Bagian Teks
* * *

Hukum kulli ialah hukum umum yang masuk ke dalamnya beberapa macam seperti wajib, haram, sah, batal dan sebagainya. Wajib dinamakan hukum kulli, karena ke dalamnya dapat dimasukkan berbagai perbuatan yang wajib. Umpamanya wajib menunaikan janji, wajib mengadakan saksi dalam pernikahan. Haram adalah hukum kulli yang masuk kedalamnya beberapa macam perbuatan yang diharamkan seperti haramnya berbuat zina, haram menuduh berbuat zina, haram mencuri, haram membunuh dan sebagainya, dan haram atau wajib yang berlaku pada perbuatan tertentu dinamakan hukum juz’i.

Ahli ushul fiqh tidak membahas dalil juz’i dan tidak pula membahas hukum juz’i, namun yang mereka bahas adalah dalil dan hukum kulli yang mereka letakkan dalam kaidah umum yang nantinya oleh para fuqoha’ diterapkan pada setiap kasus. Sebaliknya para fuqoha’ tidak membahas dalil dan hukum kulli, namun yang mereka bahas adalah dalil dan hukum juz’i.

* * *

Daftar
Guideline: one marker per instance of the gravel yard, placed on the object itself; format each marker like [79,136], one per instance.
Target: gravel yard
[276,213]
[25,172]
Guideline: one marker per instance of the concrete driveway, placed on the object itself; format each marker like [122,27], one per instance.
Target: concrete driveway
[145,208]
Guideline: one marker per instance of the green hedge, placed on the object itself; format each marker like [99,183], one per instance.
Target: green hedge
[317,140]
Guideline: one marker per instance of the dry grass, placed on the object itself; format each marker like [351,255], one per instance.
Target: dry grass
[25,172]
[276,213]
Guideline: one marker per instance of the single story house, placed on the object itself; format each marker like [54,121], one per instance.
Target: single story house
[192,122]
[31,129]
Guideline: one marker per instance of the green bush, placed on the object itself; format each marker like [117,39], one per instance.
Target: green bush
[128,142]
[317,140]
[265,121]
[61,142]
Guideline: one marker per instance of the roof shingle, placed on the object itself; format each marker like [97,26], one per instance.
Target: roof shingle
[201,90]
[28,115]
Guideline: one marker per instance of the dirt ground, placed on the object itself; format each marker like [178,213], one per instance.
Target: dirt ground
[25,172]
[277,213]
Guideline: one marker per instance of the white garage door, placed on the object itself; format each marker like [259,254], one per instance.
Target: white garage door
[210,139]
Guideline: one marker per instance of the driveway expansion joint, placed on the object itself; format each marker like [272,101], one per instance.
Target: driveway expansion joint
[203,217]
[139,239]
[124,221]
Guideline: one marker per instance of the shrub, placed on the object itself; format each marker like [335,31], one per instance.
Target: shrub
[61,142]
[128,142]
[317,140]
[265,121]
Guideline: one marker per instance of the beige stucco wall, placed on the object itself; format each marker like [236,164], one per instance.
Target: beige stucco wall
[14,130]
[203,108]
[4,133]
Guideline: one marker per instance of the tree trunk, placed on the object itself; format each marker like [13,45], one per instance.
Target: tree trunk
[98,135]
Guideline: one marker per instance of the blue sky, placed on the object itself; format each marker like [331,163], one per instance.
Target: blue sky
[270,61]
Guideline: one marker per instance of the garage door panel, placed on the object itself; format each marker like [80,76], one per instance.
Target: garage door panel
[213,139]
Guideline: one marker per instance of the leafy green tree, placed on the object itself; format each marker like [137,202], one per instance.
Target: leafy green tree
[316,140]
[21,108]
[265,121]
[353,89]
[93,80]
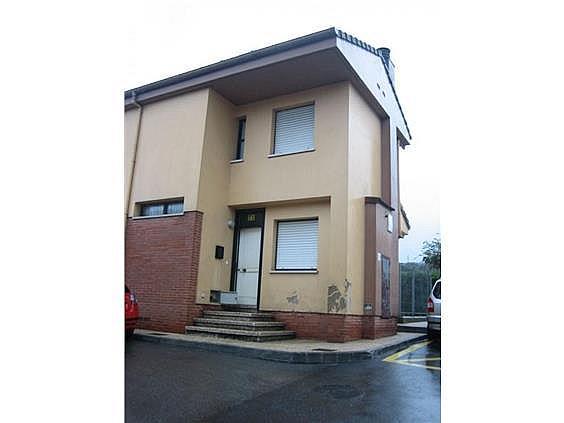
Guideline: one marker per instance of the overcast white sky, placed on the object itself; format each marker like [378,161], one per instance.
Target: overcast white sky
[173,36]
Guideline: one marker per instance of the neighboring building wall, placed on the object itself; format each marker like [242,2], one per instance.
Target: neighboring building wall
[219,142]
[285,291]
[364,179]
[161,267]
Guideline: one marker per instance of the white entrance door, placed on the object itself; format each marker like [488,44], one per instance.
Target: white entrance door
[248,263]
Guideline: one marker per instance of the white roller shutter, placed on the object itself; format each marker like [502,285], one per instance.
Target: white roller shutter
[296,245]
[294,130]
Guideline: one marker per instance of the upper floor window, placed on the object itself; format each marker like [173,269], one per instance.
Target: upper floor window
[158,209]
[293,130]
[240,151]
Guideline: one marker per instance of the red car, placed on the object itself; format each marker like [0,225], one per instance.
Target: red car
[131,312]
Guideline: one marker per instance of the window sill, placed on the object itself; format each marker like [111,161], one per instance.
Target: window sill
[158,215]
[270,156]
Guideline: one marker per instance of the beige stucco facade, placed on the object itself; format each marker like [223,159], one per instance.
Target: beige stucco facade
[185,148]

* * *

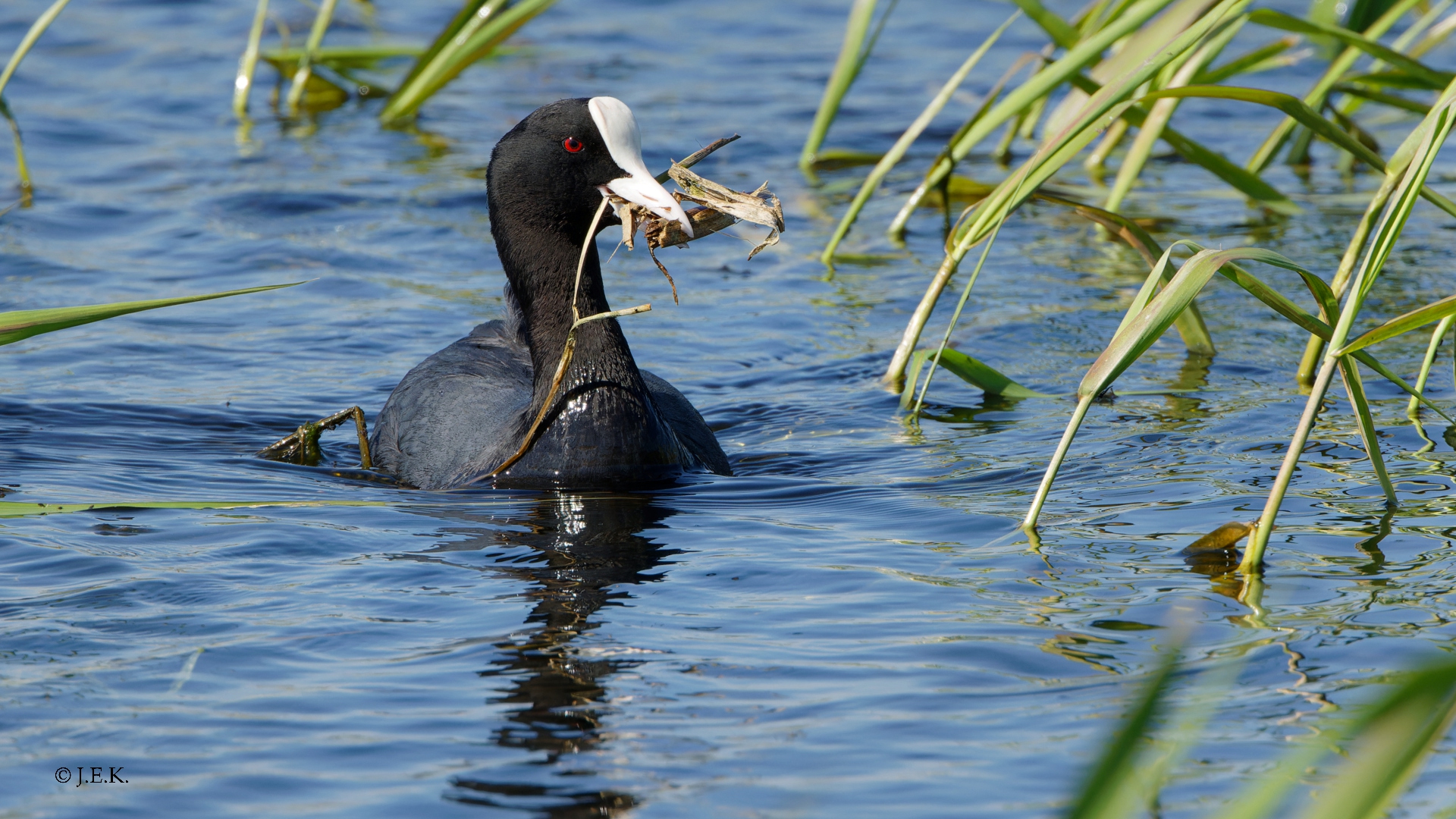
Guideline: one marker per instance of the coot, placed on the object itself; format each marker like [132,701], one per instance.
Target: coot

* * *

Tugas Diberikan 1
Tuliskan ulang tanpa perubahan bagian teks tentang hukum kulli yang diawali kata-kata berisi "Ahli ushul fiqh" dan diakhiri dengan "dan hukum juz’i.".
Tugas Diberikan 2
Menurut teks tentang hukum kulli, apa yang dibahas oleh para fuqoha'?
Daftar di atas tidak berperan apa pun di sini.

Hasil 1
Ahli ushul fiqh tidak membahas dalil juz’i dan tidak pula membahas hukum juz’i, namun yang mereka bahas adalah dalil dan hukum kulli yang mereka letakkan dalam kaidah umum yang nantinya oleh para fuqoha’ diterapkan pada setiap kasus. Sebaliknya para fuqoha’ tidak membahas dalil dan hukum kulli, namun yang mereka bahas adalah dalil dan hukum juz’i.

Hasil 2
Para fuqoha' membahas dalil dan hukum juz'i.